===== Items =====
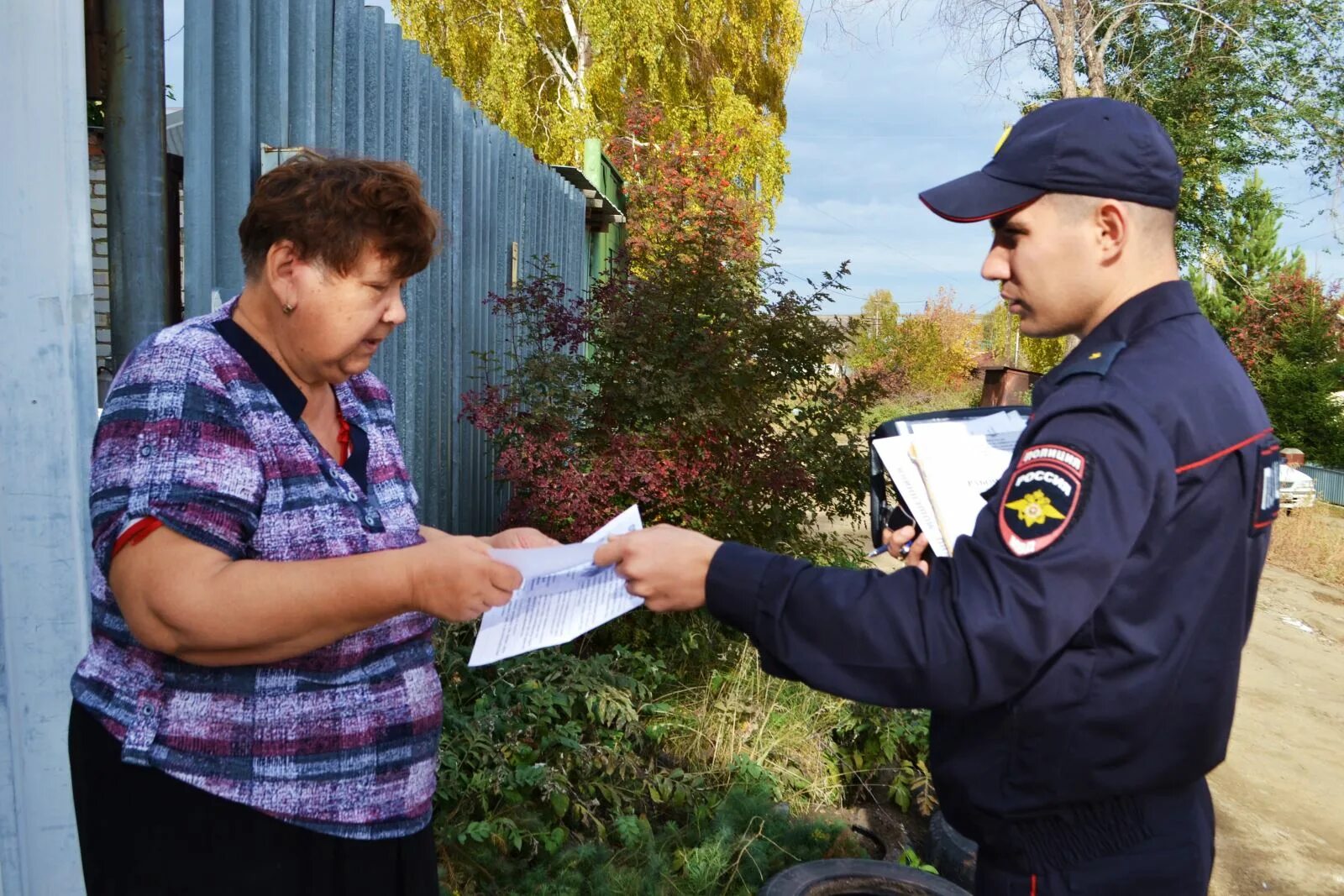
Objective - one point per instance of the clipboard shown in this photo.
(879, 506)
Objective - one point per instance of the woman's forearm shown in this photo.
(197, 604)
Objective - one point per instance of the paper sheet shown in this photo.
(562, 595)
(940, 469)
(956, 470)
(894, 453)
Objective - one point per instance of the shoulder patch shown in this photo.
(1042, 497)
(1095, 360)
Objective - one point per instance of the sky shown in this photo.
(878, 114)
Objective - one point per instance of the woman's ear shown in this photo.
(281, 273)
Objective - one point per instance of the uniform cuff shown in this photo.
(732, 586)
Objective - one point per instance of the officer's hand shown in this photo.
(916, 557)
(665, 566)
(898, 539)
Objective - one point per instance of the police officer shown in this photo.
=====
===== Items =====
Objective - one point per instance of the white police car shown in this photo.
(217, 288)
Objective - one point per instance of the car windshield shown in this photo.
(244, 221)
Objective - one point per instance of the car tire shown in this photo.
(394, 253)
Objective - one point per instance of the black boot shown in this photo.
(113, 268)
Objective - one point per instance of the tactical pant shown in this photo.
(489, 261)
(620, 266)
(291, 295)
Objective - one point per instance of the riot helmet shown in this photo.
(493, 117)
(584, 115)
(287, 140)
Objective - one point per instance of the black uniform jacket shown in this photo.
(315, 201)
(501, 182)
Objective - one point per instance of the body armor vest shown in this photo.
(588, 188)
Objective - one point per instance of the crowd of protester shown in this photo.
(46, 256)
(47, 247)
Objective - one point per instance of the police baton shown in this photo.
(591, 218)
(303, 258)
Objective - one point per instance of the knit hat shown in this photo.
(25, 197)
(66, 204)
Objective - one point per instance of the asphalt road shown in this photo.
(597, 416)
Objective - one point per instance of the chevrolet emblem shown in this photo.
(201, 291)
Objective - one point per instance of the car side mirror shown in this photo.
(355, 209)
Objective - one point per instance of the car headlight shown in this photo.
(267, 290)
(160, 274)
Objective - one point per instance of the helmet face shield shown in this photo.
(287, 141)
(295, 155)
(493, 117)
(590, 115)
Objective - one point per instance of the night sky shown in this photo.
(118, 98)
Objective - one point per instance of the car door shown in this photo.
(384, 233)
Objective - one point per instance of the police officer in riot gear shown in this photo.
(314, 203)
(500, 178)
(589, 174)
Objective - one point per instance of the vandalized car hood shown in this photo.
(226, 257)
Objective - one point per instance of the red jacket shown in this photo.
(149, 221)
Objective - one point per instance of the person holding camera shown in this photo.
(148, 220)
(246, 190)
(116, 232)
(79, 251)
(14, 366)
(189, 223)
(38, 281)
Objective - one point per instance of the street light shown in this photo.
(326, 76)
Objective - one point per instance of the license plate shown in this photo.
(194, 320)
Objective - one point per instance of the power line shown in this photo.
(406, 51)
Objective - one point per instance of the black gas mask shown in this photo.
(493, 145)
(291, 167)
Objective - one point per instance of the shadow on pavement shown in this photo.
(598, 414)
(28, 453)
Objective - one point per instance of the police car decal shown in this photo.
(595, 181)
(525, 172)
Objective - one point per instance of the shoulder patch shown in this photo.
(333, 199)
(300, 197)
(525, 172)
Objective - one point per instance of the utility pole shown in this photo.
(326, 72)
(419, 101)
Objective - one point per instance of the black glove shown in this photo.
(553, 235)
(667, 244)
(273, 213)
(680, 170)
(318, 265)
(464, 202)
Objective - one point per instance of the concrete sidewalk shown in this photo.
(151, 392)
=====
===== Items =====
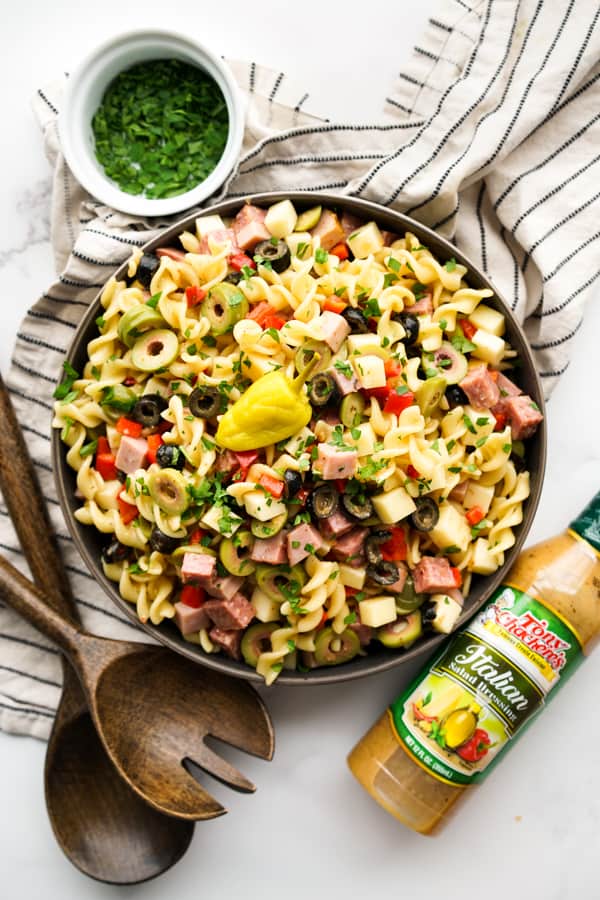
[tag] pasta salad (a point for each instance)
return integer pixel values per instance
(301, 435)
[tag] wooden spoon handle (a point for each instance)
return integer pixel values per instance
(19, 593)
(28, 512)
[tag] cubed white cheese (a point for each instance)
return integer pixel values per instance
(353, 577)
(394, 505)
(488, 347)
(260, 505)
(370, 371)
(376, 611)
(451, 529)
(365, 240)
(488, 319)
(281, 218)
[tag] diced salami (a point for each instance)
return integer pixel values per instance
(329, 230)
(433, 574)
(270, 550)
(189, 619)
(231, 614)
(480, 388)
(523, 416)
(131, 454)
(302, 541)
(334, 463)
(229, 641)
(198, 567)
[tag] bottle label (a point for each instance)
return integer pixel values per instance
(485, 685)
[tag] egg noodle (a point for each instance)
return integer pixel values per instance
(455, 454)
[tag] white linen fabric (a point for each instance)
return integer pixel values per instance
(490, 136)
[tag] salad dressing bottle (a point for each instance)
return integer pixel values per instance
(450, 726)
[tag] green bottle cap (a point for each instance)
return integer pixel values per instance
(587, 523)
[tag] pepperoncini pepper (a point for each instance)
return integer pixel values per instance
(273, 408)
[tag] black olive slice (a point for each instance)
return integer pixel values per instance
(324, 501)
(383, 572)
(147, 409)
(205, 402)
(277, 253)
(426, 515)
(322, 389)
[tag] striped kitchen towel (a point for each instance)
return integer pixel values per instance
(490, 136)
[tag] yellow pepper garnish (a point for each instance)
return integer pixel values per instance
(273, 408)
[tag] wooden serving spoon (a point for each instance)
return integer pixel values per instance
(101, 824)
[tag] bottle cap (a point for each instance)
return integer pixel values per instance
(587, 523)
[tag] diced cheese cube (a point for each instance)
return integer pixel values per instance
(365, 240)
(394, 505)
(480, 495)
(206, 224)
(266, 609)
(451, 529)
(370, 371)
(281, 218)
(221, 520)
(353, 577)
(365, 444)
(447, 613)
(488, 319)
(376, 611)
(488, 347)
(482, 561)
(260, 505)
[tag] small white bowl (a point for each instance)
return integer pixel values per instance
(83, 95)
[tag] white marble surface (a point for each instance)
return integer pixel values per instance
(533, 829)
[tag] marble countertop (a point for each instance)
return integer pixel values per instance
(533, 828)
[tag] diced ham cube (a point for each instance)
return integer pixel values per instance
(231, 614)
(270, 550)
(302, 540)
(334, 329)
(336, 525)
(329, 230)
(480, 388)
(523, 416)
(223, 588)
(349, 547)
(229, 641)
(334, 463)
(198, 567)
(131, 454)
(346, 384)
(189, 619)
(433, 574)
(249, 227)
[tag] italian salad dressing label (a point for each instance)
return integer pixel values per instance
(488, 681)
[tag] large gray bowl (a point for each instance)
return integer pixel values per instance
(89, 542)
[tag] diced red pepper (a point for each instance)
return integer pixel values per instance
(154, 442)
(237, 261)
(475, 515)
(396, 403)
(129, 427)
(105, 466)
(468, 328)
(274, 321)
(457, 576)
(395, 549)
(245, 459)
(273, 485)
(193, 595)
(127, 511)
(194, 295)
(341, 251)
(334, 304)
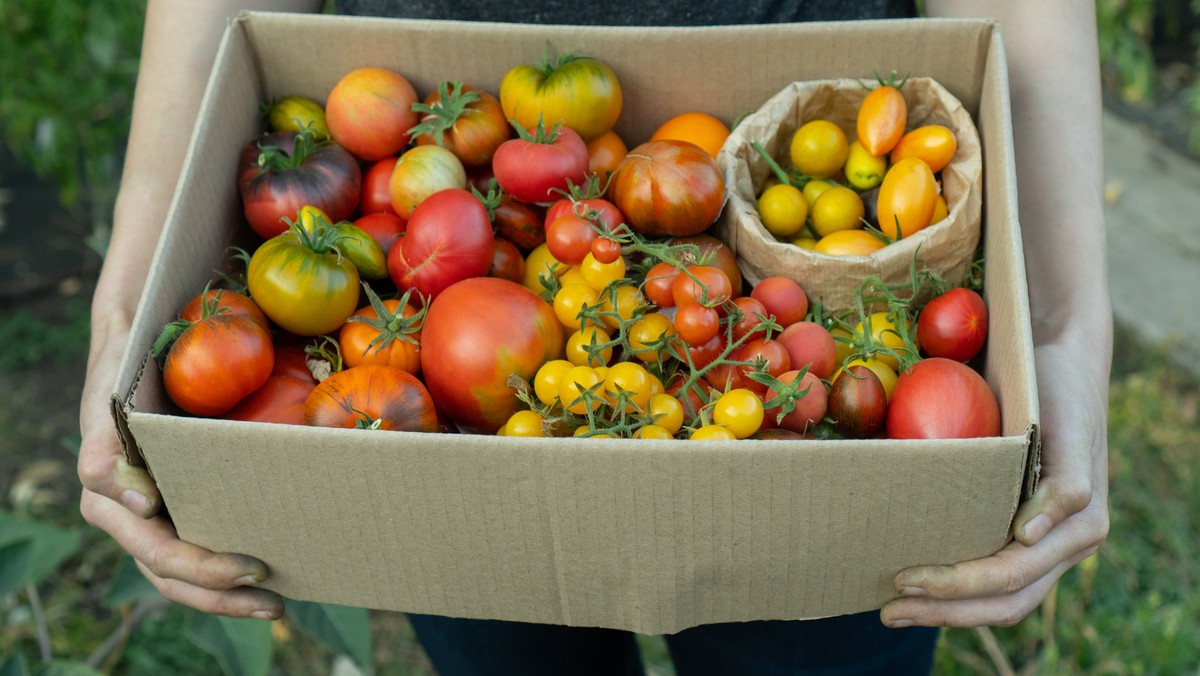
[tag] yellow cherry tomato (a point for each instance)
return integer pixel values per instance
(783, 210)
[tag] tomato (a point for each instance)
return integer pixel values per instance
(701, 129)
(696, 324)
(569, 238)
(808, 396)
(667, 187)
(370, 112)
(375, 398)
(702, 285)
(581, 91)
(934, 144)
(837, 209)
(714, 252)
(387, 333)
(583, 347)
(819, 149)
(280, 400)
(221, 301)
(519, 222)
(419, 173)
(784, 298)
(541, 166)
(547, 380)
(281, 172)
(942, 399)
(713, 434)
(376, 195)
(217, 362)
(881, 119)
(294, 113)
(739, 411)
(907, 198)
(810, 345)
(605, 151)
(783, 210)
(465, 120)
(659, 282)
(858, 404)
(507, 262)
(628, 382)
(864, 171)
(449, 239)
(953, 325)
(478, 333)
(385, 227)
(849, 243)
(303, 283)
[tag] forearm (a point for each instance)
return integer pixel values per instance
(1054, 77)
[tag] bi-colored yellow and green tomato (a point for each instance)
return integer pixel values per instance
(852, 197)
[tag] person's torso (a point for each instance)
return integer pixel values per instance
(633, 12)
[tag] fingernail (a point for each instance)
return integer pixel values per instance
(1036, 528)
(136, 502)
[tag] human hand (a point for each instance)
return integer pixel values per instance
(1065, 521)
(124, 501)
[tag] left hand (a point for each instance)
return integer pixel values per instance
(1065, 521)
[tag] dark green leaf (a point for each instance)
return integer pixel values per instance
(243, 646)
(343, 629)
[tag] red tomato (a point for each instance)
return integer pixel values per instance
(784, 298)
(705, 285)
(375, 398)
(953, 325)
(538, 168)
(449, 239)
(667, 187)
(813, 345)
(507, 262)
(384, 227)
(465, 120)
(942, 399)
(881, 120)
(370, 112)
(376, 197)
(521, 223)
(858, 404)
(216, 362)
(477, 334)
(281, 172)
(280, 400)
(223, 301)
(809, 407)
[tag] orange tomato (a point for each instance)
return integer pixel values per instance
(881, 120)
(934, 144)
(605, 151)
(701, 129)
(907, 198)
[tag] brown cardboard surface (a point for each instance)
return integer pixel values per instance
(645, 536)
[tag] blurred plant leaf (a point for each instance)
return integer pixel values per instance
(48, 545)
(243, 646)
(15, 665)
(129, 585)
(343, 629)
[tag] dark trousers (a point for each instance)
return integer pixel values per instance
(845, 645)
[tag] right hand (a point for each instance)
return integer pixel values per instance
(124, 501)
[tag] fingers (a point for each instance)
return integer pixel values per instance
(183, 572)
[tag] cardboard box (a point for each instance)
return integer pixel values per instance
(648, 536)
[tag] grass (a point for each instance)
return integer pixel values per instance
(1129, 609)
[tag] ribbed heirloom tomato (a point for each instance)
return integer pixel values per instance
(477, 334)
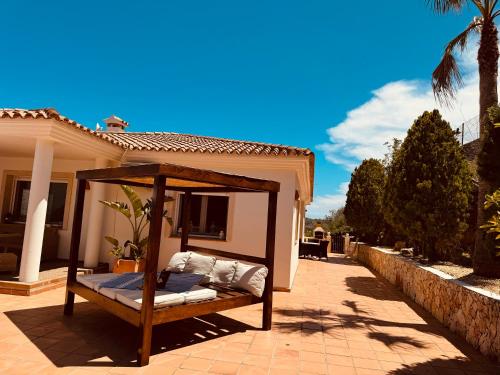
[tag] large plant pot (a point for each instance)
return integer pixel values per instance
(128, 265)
=====
* **Aim of the exercise**:
Put every line from the one containing "Objective - one point per instance of the clipboard" through the one containing "Objective - one point per instance of the police officer shown", both included, into a JSON list of strings with one string per line. Leave out any blank lines.

* **Final result**:
[
  "Objective - one point per instance of the clipboard shown in this photo.",
  "(879, 506)",
  "Objective - one point per instance of the woman's forearm shown in this photo.",
  "(197, 604)",
  "Objective - one point per instance of the paper sheet shown in this photo.",
  "(562, 595)",
  "(940, 469)",
  "(956, 470)",
  "(894, 453)",
  "Objective - one point per instance of the shoulder patch shown in this photo.",
  "(1042, 497)",
  "(1095, 360)",
  "Objective - one point per instance of the sky shown in this photo.",
  "(878, 114)",
  "Objective - one point per instance of the woman's ear shown in this photo.",
  "(281, 273)",
  "Objective - one point per instance of the uniform cuff shown in this photo.",
  "(732, 586)",
  "Objective - one point per instance of the officer's hand shown in this photo.",
  "(916, 557)",
  "(665, 566)",
  "(898, 539)",
  "Objective - one point per instance of the police officer shown in this photo."
]